(Records from a data collection)
<<<<
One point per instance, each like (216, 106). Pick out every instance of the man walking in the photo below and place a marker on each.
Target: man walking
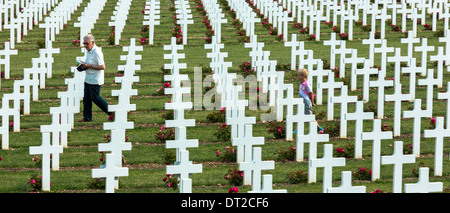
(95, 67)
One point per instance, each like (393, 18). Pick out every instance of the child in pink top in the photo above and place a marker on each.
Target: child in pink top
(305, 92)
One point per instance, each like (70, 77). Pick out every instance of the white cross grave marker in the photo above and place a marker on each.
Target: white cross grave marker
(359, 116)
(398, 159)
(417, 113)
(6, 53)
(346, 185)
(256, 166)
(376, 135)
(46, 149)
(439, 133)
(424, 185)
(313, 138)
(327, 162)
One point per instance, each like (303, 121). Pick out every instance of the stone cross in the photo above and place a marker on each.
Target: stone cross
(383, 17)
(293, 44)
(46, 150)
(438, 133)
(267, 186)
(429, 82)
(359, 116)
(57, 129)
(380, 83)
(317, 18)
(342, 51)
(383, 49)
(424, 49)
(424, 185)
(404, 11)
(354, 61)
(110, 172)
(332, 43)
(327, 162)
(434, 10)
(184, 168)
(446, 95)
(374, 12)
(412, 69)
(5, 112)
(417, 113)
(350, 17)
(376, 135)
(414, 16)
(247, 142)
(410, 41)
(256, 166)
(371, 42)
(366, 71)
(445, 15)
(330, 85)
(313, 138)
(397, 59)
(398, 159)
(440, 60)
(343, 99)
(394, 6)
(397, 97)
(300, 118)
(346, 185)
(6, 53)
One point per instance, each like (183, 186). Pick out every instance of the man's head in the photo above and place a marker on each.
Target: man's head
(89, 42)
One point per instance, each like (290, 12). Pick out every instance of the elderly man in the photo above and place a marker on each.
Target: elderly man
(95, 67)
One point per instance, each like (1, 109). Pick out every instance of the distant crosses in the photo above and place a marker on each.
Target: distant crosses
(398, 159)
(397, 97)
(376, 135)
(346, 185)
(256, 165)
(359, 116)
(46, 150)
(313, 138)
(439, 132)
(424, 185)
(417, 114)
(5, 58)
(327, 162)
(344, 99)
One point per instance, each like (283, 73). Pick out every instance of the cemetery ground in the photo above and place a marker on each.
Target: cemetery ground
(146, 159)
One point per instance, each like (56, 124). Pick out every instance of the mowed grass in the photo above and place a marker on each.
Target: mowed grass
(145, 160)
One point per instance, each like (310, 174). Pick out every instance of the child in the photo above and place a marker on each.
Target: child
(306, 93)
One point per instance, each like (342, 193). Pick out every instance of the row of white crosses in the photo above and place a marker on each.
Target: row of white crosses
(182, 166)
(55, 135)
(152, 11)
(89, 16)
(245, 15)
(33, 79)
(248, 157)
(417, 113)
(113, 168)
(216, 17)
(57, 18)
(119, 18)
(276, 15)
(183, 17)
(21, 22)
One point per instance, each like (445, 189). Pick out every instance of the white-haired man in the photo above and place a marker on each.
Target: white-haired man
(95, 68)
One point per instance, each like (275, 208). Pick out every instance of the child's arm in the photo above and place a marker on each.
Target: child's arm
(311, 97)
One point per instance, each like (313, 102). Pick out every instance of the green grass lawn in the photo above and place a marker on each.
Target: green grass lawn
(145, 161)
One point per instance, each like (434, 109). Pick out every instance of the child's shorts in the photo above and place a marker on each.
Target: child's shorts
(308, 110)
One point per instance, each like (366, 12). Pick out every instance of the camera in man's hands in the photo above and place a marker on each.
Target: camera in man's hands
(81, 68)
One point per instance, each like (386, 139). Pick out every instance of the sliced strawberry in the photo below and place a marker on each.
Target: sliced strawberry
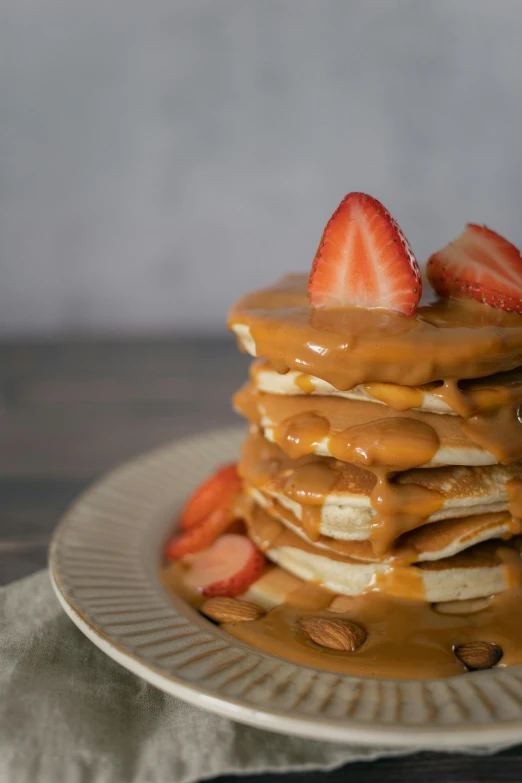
>>>>
** GIVEN EXERCISE **
Write out all of the records above again, swapping every "Target" for "Object" and keeping everything else the same. Leave the pictures out of your answer.

** SOLUTION **
One point per instance, each like (216, 106). Pick out every instance of the man walking in the photo below and place a marker on each.
Object: man walking
(95, 67)
One point per instance, each like (393, 18). Pick out every instance of the child in pink top in the photo above and place a marker on each.
Object: child in pink top
(305, 92)
One point per instance, each like (70, 77). Pick out every instance of the white cross grave marker in the photo above and place a marker on each.
Object: white cross grave marker
(359, 116)
(398, 159)
(417, 113)
(6, 53)
(346, 185)
(256, 166)
(376, 135)
(46, 149)
(439, 133)
(424, 185)
(313, 138)
(327, 162)
One point per instance, each like (303, 121). Pick out every instance of the stone cross in the photo above and place a marker on each.
Object: stone cross
(383, 17)
(293, 44)
(46, 150)
(438, 133)
(267, 186)
(429, 82)
(359, 116)
(57, 129)
(380, 83)
(317, 18)
(342, 51)
(383, 49)
(424, 49)
(424, 185)
(404, 11)
(354, 61)
(110, 172)
(332, 43)
(327, 162)
(434, 10)
(184, 168)
(446, 95)
(374, 12)
(412, 69)
(5, 112)
(417, 113)
(350, 17)
(376, 135)
(414, 16)
(247, 142)
(410, 41)
(256, 166)
(371, 42)
(366, 71)
(445, 15)
(330, 85)
(313, 138)
(397, 59)
(398, 159)
(440, 60)
(343, 99)
(394, 6)
(397, 97)
(300, 118)
(346, 185)
(6, 53)
One point per instance, each like (183, 186). Pick out every instance of the man's head in the photo above and place a marker on each.
Object: man's head
(89, 42)
One point per instance, each like (290, 12). Pick out every instance of the elderly man in the photo above and place a marker on each.
Object: elderly man
(95, 67)
One point per instance, each like (1, 109). Pick out every instance of the distant crosses in the photo above and place a marker on each.
Object: distant crosses
(398, 159)
(397, 97)
(376, 135)
(346, 185)
(256, 165)
(359, 116)
(46, 150)
(313, 138)
(439, 132)
(424, 185)
(417, 114)
(5, 58)
(327, 162)
(344, 99)
One point per instance, each like (283, 73). Pick out every instance of the cemetery ground in the photo above and place a marker on each.
Object: cemetery ground
(146, 159)
One point per instance, each like (56, 124). Pick out every instance of the mowed grass in the photo above and place a marker on each.
Object: mowed grass
(145, 160)
One point per instance, each like (310, 174). Pick out every instance of the child in the photo above and place a marker on each.
Object: child
(306, 93)
One point per instance, each like (342, 193). Pick out every instance of the row of white crosses in the photo above and place a marker on each.
Object: row of white crosses
(182, 166)
(55, 135)
(152, 11)
(89, 16)
(245, 15)
(33, 79)
(248, 157)
(417, 113)
(113, 168)
(216, 17)
(57, 18)
(119, 18)
(276, 15)
(183, 17)
(21, 22)
One point per instance, each like (445, 189). Pick out every instance of the white-haired man in the photo above and place a marker on each.
Object: white-haired man
(95, 68)
One point per instance, each like (275, 208). Pick out every instance of the child's arm in the photo above and place a marker on each.
Object: child's arm
(311, 97)
One point per instance, each like (313, 102). Pick out every instance of the green grass lawn in the photo above and place a marker on each.
Object: green grass lawn
(145, 161)
One point per instance, each like (434, 109). Pick out every instance of the child's shorts in the photo above and place a marker on each.
Object: child's shorts
(308, 110)
One point per instance, each like (366, 12). Pick out every instance of the camera in man's hands in the photo above and place a marker on each.
Object: camera in man's hands
(81, 68)
One point per instance, each like (386, 139). Pick out every instance of the sliced strawberry in the photo below and place a marker on each.
Object: sliced strawberry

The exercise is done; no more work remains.